▶ **ENTRIES SHOWN**:
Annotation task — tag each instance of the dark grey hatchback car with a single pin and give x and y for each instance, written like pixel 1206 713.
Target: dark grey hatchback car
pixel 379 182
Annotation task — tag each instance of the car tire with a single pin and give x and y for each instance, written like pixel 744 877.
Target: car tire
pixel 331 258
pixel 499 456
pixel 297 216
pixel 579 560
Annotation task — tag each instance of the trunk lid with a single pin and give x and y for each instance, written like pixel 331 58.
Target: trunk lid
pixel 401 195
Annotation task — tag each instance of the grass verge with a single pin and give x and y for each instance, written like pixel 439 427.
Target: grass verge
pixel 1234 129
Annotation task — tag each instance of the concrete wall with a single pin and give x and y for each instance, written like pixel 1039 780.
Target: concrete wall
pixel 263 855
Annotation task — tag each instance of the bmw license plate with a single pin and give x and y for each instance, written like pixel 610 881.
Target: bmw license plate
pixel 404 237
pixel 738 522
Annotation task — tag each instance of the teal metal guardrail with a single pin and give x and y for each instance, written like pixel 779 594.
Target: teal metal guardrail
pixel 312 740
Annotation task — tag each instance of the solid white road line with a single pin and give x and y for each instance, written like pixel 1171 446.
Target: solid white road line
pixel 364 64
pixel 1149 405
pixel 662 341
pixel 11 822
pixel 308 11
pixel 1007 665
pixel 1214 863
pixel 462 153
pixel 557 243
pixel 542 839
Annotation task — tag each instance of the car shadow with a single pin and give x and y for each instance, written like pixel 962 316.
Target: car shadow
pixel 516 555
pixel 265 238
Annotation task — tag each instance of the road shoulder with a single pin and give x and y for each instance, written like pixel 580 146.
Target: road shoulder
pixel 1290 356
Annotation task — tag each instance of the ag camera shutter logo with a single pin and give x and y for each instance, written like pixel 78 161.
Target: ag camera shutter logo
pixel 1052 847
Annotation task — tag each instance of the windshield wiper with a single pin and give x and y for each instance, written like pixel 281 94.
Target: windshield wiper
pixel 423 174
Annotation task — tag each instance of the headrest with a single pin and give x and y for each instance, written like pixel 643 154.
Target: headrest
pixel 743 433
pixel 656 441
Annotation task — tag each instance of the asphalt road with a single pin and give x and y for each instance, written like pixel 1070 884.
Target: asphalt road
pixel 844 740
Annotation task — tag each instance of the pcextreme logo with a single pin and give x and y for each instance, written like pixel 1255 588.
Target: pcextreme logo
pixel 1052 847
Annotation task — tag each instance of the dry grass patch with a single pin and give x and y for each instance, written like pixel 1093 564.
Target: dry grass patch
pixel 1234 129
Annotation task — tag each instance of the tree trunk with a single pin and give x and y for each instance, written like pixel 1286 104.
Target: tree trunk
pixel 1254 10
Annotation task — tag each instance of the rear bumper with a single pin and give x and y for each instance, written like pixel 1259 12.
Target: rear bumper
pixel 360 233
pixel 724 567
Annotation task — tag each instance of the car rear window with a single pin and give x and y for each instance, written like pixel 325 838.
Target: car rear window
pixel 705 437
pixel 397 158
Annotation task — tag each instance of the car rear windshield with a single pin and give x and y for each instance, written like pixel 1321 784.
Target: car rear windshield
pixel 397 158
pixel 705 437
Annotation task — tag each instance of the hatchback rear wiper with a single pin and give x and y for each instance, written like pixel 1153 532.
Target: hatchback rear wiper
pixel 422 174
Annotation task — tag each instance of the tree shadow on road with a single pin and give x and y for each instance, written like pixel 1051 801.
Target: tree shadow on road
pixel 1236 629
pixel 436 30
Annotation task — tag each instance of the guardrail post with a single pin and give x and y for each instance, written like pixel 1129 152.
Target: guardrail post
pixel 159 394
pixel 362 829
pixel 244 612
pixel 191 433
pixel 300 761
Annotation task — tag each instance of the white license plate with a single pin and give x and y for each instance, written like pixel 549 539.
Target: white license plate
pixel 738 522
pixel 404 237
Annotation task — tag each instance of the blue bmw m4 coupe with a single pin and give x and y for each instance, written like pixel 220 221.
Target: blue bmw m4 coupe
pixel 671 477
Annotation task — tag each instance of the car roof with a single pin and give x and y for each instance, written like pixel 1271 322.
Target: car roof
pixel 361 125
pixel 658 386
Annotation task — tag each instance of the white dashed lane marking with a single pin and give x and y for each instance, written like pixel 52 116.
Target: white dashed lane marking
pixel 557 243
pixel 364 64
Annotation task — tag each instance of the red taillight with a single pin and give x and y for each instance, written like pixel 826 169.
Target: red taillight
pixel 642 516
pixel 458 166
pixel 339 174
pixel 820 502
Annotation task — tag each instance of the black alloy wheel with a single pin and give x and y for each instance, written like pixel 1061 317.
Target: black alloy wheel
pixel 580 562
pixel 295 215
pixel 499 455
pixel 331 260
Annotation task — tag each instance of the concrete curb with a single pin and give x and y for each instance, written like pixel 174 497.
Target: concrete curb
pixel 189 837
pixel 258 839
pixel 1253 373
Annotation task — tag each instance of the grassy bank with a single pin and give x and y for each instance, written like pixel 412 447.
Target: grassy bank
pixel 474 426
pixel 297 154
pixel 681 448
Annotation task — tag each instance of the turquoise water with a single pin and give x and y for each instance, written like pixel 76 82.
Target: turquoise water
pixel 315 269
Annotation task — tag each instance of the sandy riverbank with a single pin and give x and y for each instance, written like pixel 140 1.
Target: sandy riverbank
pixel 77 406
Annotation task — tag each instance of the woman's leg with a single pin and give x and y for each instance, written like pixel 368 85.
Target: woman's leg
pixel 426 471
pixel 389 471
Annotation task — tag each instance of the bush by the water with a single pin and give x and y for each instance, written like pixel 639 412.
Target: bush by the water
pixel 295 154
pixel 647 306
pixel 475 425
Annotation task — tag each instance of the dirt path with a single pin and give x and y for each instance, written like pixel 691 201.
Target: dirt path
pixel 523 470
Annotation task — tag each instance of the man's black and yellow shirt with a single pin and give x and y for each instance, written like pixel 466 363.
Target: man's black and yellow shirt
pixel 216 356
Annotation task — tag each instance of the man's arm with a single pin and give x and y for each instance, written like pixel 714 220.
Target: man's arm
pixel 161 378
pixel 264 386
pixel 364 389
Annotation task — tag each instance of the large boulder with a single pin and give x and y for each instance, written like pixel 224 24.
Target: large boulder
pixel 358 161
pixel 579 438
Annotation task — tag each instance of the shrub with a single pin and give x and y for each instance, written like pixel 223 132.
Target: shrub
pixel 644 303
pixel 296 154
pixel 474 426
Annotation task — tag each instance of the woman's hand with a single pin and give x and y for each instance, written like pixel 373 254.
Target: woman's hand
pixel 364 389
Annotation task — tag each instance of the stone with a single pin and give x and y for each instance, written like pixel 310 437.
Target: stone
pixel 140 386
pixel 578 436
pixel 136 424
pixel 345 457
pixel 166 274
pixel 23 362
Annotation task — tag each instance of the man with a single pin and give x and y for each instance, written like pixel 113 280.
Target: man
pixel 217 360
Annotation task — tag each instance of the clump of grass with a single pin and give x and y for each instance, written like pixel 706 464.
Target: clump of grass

▶ **WHAT TO WORK ON**: Format every line of the records above as a Markdown table with the columns Row and Line, numbering the rows in order and omitting blank lines.

▶ **SOLUTION FOR THIS PROBLEM**:
| Row | Line |
|---|---|
| 1 | Annotation task — tag each instance of the dark grey hatchback car with a single pin and give x and y for each instance, written like pixel 1206 713. |
| 2 | Target: dark grey hatchback car |
| 3 | pixel 379 182 |
| 4 | Annotation task — tag each instance of the car tire with a single pin and give x and y for each instance, written like pixel 744 877. |
| 5 | Target: car tire |
| 6 | pixel 331 258 |
| 7 | pixel 499 456 |
| 8 | pixel 297 216 |
| 9 | pixel 579 560 |
| 10 | Annotation task — tag each instance of the trunk lid with a single pin and give x and y for each instance, written like pixel 331 58. |
| 11 | Target: trunk lid |
| 12 | pixel 401 195 |
| 13 | Annotation task — tag each instance of the grass verge with a single pin and give x and y for each instance, written like pixel 439 427. |
| 14 | Target: grass verge |
| 15 | pixel 1234 129 |
| 16 | Annotation task — tag each instance of the concrete wall with a single pin and give x and y for each instance, written like pixel 1039 780. |
| 17 | Target: concrete wall |
| 18 | pixel 263 855 |
| 19 | Annotation task — tag each instance of the bmw license plate with a single pin and give x and y for each instance, written like pixel 610 881. |
| 20 | Target: bmw license plate |
| 21 | pixel 404 237 |
| 22 | pixel 738 522 |
| 23 | Annotation task — tag each instance of the teal metal guardrail with a single pin and give x and y for each instance, written like pixel 779 594. |
| 24 | Target: teal metal guardrail |
| 25 | pixel 312 740 |
| 26 | Annotation task — tag each instance of the solid white road line with a single pin and give x and y for each instance, written like pixel 1171 446. |
| 27 | Target: solid white road line |
| 28 | pixel 364 64 |
| 29 | pixel 1149 405 |
| 30 | pixel 662 341 |
| 31 | pixel 11 822 |
| 32 | pixel 308 11 |
| 33 | pixel 1007 665 |
| 34 | pixel 1214 863 |
| 35 | pixel 462 153 |
| 36 | pixel 557 243 |
| 37 | pixel 542 839 |
| 38 | Annotation task — tag each instance of the car shadow with a single pin and give x and y for each instance, written like pixel 962 316. |
| 39 | Target: car shadow |
| 40 | pixel 516 555 |
| 41 | pixel 265 238 |
| 42 | Annotation task — tag each instance of the road shoulder with a single pin and give x and y for each instance, written like pixel 580 146. |
| 43 | Target: road shoulder |
| 44 | pixel 1290 356 |
| 45 | Annotation task — tag each instance of the ag camera shutter logo with a single pin and give x and y for each instance, written like pixel 78 161. |
| 46 | Target: ag camera shutter logo |
| 47 | pixel 1052 847 |
| 48 | Annotation task — tag each instance of the windshield wiper with a single pin and give x and y for each instance, written like pixel 281 94. |
| 49 | Target: windshield wiper |
| 50 | pixel 423 174 |
| 51 | Annotation task — tag each instance of the headrest with a single pin and give x and y for each instance, written like pixel 643 154. |
| 52 | Target: headrest |
| 53 | pixel 743 433 |
| 54 | pixel 656 441 |
| 55 | Annotation task — tag each instance of the asphalt road with a single pin and give x and y for each instance, written like pixel 1070 884. |
| 56 | Target: asphalt road |
| 57 | pixel 844 740 |
| 58 | Annotation task — tag each instance of the pcextreme logo with a single pin and give x and y for each instance, written like pixel 1255 588. |
| 59 | Target: pcextreme logo |
| 60 | pixel 1052 847 |
| 61 | Annotation task — tag each instance of the dry grass patch with a single pin and give x and y for each instance, written like pixel 1093 564. |
| 62 | Target: dry grass patch |
| 63 | pixel 1234 129 |
| 64 | Annotation task — tag each instance of the tree trunk with a single pin and give x and y for each instance, written like pixel 1286 104. |
| 65 | Target: tree trunk |
| 66 | pixel 1254 10 |
| 67 | Annotation task — tag each instance of the rear bumper with a single pin and give x and y for each instance, written like pixel 1259 12. |
| 68 | Target: rear bumper |
| 69 | pixel 360 233 |
| 70 | pixel 724 567 |
| 71 | Annotation task — tag each instance of the car rear window with a single pin and give x and y for each instance, written like pixel 325 838. |
| 72 | Target: car rear window |
| 73 | pixel 705 437 |
| 74 | pixel 397 158 |
| 75 | Annotation task — tag each instance of the car rear windshield with a single pin and give x and y for each instance, written like pixel 1321 784. |
| 76 | Target: car rear windshield |
| 77 | pixel 397 158 |
| 78 | pixel 705 437 |
| 79 | Annotation task — tag each instance of the hatchback rear wiper with a single pin and give x and y for each instance, written like pixel 1153 532. |
| 80 | Target: hatchback rear wiper |
| 81 | pixel 422 174 |
| 82 | Annotation task — tag each instance of the tree shadow on road with a single pin and give x and y for each instance, written like pixel 1051 801. |
| 83 | Target: tree shadow on road |
| 84 | pixel 1236 629 |
| 85 | pixel 436 30 |
| 86 | Annotation task — tag each instance of the guardrail post with a single pin and give x and y for each instance, written like pixel 1129 152. |
| 87 | Target: guardrail post |
| 88 | pixel 159 394 |
| 89 | pixel 362 829 |
| 90 | pixel 244 612 |
| 91 | pixel 191 433 |
| 92 | pixel 300 761 |
| 93 | Annotation task — tag each instance of the white license plate with a single pin and give x and y for each instance, written like pixel 549 539. |
| 94 | Target: white license plate |
| 95 | pixel 738 522 |
| 96 | pixel 404 237 |
| 97 | Annotation task — tag each instance of the blue bmw m4 coupe with a single pin and give x and y for each instance, written like pixel 220 221. |
| 98 | Target: blue bmw m4 coupe |
| 99 | pixel 671 477 |
| 100 | Annotation task — tag each instance of the car roof with a single pin and give x and y for each instance, written like pixel 1271 322. |
| 101 | Target: car roof |
| 102 | pixel 361 125 |
| 103 | pixel 658 386 |
| 104 | Annotation task — tag each instance of the white dashed lane marking with a single pin and give x and y for each instance, written like pixel 52 116. |
| 105 | Target: white dashed lane marking |
| 106 | pixel 557 243 |
| 107 | pixel 364 64 |
| 108 | Annotation task — tag each instance of the red taillight with a single pin and give x and y for each instance, written like pixel 826 169. |
| 109 | Target: red taillight |
| 110 | pixel 642 516 |
| 111 | pixel 458 166 |
| 112 | pixel 339 174 |
| 113 | pixel 820 502 |
| 114 | Annotation task — tag each instance of the black alloy wheel with a single pin and give x and y for each instance, written like pixel 1061 317. |
| 115 | Target: black alloy wheel |
| 116 | pixel 580 562 |
| 117 | pixel 295 215 |
| 118 | pixel 499 455 |
| 119 | pixel 331 260 |
| 120 | Annotation task — tag each instance of the concrete curb with a single pin and give x and y for each instance, written like pixel 174 497. |
| 121 | Target: concrete curb |
| 122 | pixel 189 837 |
| 123 | pixel 258 839 |
| 124 | pixel 1253 373 |
| 125 | Annotation task — tag each instance of the grassy bank with a single pin and give x and y for each instance, written like pixel 412 447. |
| 126 | Target: grassy bank |
| 127 | pixel 474 426 |
| 128 | pixel 297 154 |
| 129 | pixel 681 448 |
| 130 | Annotation task — tag each instance of the turquoise water with a single pin and give x and y for each instance, written like pixel 76 82. |
| 131 | Target: turquoise water |
| 132 | pixel 315 269 |
| 133 | Annotation task — tag each instance of the sandy riverbank with a single pin and give x and y for each instance, written like pixel 140 1. |
| 134 | Target: sandy riverbank |
| 135 | pixel 77 406 |
| 136 | Annotation task — tag each instance of the woman's leg with a single pin and give x and y for each instance, written like pixel 368 85. |
| 137 | Target: woman's leg |
| 138 | pixel 426 471 |
| 139 | pixel 389 471 |
| 140 | Annotation task — tag each instance of the bush by the water with a single pin and give x and y for each instance, written like pixel 639 412. |
| 141 | Target: bush by the water |
| 142 | pixel 295 154 |
| 143 | pixel 647 306 |
| 144 | pixel 475 425 |
| 145 | Annotation task — tag each instance of the dirt path with a single pin and give x and y for each instance, written like pixel 691 201. |
| 146 | Target: dirt path |
| 147 | pixel 523 470 |
| 148 | Annotation task — tag each instance of the man's black and yellow shirt with a single pin and give x and y for each instance, written like pixel 466 363. |
| 149 | Target: man's black and yellow shirt |
| 150 | pixel 216 356 |
| 151 | Annotation task — tag each instance of the man's arm with a single pin and give x and y for each instance, written like pixel 714 220. |
| 152 | Target: man's arm |
| 153 | pixel 161 378 |
| 154 | pixel 264 386 |
| 155 | pixel 364 389 |
| 156 | Annotation task — tag each instance of the large boulder with a single pin and give x and y for each instance, written like pixel 224 24. |
| 157 | Target: large boulder |
| 158 | pixel 358 161 |
| 159 | pixel 579 438 |
| 160 | Annotation task — tag each instance of the shrub with a single pin and give x and y for each instance, written like pixel 223 132. |
| 161 | Target: shrub |
| 162 | pixel 644 303 |
| 163 | pixel 296 154 |
| 164 | pixel 474 426 |
| 165 | Annotation task — tag each instance of the woman's hand with a single pin and give x and y for each instance, written like pixel 373 254. |
| 166 | Target: woman's hand |
| 167 | pixel 364 389 |
| 168 | Annotation task — tag each instance of the stone with a single pin and give x and y for each instance, written like pixel 310 437. |
| 169 | Target: stone |
| 170 | pixel 140 386 |
| 171 | pixel 578 436 |
| 172 | pixel 136 424 |
| 173 | pixel 345 457 |
| 174 | pixel 166 274 |
| 175 | pixel 23 362 |
| 176 | Annotation task — tag each instance of the man with a single pin and give x and y for each instance, written like pixel 113 280. |
| 177 | Target: man |
| 178 | pixel 217 360 |
| 179 | Annotation task — tag each instance of the clump of grass with a single pin and give x and y for each instance, written like pixel 706 464. |
| 180 | Target: clump of grass |